Keep the wording of every entry exactly as it is while leaving the pictures out of your copy.

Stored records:
============
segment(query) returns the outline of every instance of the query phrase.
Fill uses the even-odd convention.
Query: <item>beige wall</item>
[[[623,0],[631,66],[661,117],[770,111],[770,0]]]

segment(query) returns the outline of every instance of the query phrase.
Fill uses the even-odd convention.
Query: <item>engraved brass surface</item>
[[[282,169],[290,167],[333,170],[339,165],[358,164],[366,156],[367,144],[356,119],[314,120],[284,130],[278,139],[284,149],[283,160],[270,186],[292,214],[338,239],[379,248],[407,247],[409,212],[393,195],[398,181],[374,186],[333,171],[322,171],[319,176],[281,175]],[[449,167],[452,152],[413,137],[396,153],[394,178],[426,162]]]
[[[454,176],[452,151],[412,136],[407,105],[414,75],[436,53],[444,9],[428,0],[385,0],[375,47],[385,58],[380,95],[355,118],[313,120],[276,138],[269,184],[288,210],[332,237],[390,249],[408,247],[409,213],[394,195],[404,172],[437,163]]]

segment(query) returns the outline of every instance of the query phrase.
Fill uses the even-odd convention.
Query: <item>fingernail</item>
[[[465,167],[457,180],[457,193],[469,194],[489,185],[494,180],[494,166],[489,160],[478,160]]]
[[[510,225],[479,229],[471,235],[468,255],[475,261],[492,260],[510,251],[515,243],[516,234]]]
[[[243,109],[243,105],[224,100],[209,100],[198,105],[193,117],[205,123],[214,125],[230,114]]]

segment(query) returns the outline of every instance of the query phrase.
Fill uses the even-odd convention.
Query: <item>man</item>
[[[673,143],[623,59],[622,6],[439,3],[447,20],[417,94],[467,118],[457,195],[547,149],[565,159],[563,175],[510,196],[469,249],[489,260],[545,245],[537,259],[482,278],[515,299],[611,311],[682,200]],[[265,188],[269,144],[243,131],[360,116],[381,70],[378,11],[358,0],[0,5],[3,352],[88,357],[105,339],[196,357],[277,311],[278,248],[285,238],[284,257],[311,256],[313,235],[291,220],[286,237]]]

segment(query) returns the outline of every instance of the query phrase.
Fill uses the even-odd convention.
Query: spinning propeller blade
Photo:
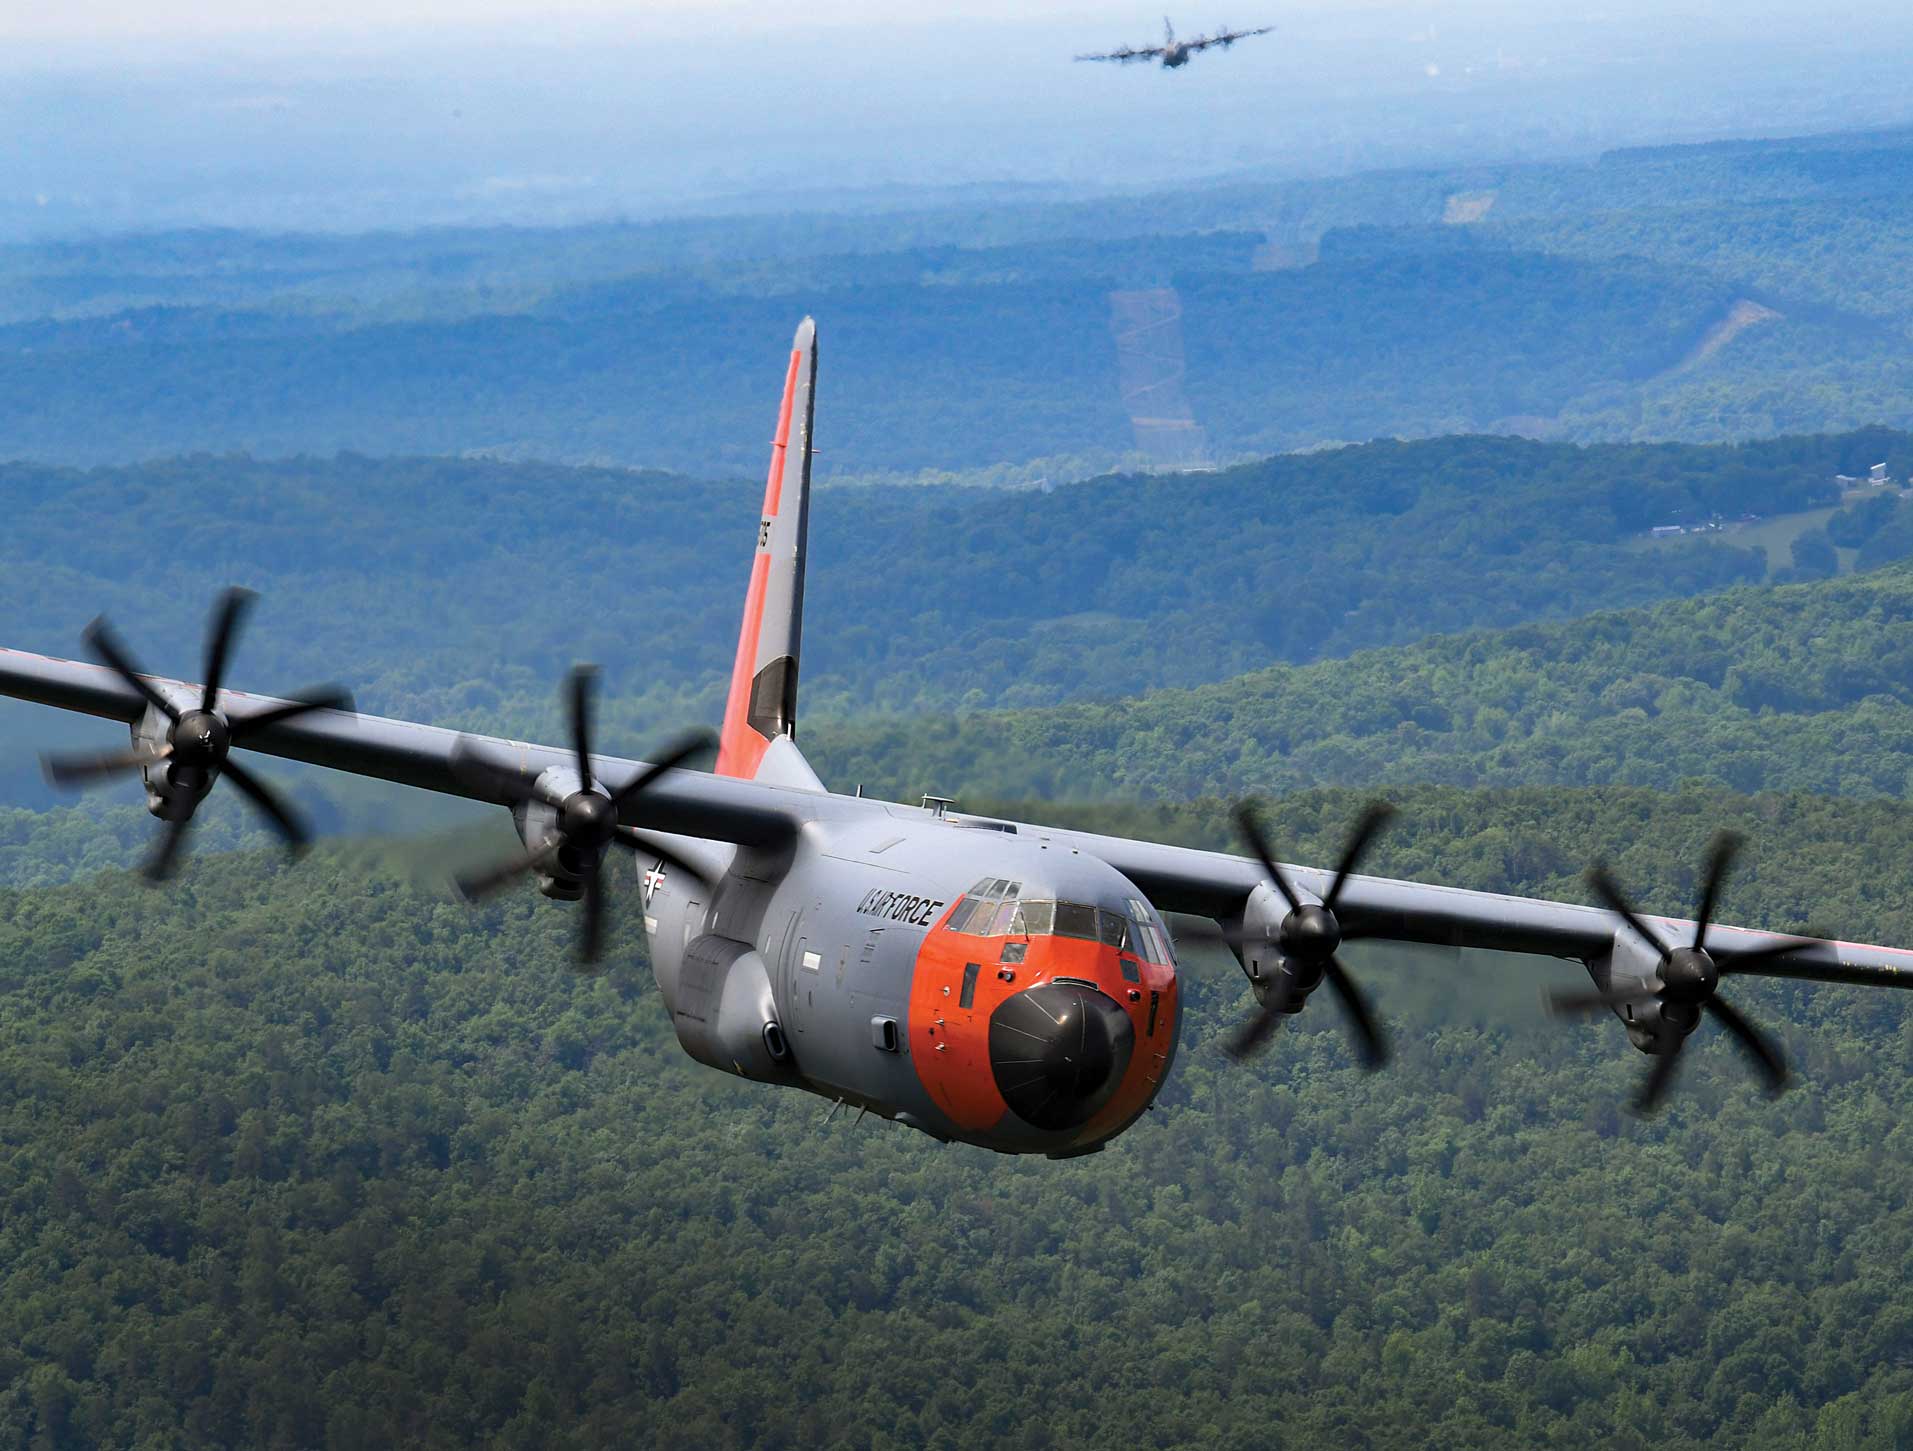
============
● Task output:
segment(query) returns the outline of every instance of the query phrase.
Fill uses the even-odd convention.
Query: <item>beige wall</item>
[[[623,0],[631,66],[661,117],[770,111],[770,0]]]

segment(query) returns the outline of every instance of the query phrase.
Fill uses the even-odd convention.
Query: <item>engraved brass surface</item>
[[[282,169],[290,167],[333,170],[339,165],[358,164],[366,156],[367,144],[356,119],[314,120],[284,130],[278,139],[284,149],[283,160],[270,186],[292,214],[338,239],[379,248],[407,247],[409,212],[393,195],[398,181],[374,186],[333,171],[322,171],[319,176],[281,175]],[[449,167],[452,152],[413,137],[396,153],[394,178],[426,162]]]
[[[454,176],[452,151],[412,136],[407,105],[414,75],[436,53],[444,9],[428,0],[385,0],[375,47],[385,58],[380,95],[355,118],[313,120],[276,138],[269,184],[288,210],[332,237],[390,249],[408,247],[409,213],[394,195],[404,172],[437,163]]]

segment(query) returns the outline of every instance of the query phrase.
Fill uses the even-odd convention.
Query: <item>fingernail</item>
[[[465,167],[457,180],[457,193],[469,194],[489,185],[494,180],[494,166],[489,160],[478,160]]]
[[[510,225],[479,229],[471,235],[468,255],[475,261],[492,260],[510,251],[515,243],[516,234]]]
[[[243,109],[243,105],[224,100],[209,100],[198,105],[193,117],[205,123],[214,125],[230,114]]]

segment(query) returns the outline of every instance of the query phrase.
Fill uses the even-odd convention.
Query: <item>man</item>
[[[673,143],[623,59],[622,6],[439,3],[447,20],[417,94],[467,118],[457,195],[547,149],[565,159],[563,175],[510,196],[469,249],[489,260],[545,245],[537,259],[482,278],[515,299],[611,311],[682,200]],[[265,188],[269,144],[243,131],[360,116],[381,70],[378,11],[358,0],[0,5],[3,352],[88,357],[105,339],[196,357],[277,311],[278,248],[285,238],[284,257],[311,256],[313,235],[291,220],[286,237]]]

segment(query) returns the outline of every instance of the query phrase.
Fill uses the even-odd convention.
Query: spinning propeller blade
Photo:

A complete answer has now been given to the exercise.